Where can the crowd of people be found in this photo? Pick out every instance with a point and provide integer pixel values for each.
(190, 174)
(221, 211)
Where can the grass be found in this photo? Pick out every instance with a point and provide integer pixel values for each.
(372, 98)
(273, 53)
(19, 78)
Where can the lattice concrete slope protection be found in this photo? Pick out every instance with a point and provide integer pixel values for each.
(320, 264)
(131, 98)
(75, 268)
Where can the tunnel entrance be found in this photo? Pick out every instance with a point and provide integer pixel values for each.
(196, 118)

::::::

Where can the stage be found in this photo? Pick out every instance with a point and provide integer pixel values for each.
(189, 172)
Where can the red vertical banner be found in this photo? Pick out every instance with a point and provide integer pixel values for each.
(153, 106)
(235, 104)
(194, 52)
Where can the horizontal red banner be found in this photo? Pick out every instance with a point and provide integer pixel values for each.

::::::

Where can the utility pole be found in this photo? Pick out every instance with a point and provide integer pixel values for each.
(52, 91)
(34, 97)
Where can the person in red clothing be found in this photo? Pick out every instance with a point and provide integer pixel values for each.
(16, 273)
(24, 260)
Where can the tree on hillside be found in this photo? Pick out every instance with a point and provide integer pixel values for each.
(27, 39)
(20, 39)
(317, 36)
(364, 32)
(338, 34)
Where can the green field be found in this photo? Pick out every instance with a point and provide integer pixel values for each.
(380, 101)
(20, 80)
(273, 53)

::::::

List each line of the entries above that contains the word "banner".

_Reply_
Where can the red vertical banner be found in this photo? Pick out every instance with a point and provide integer pixel values for each.
Where can the horizontal red banner be found in this photo? Pick out every instance with a point and provide integer pixel values for each.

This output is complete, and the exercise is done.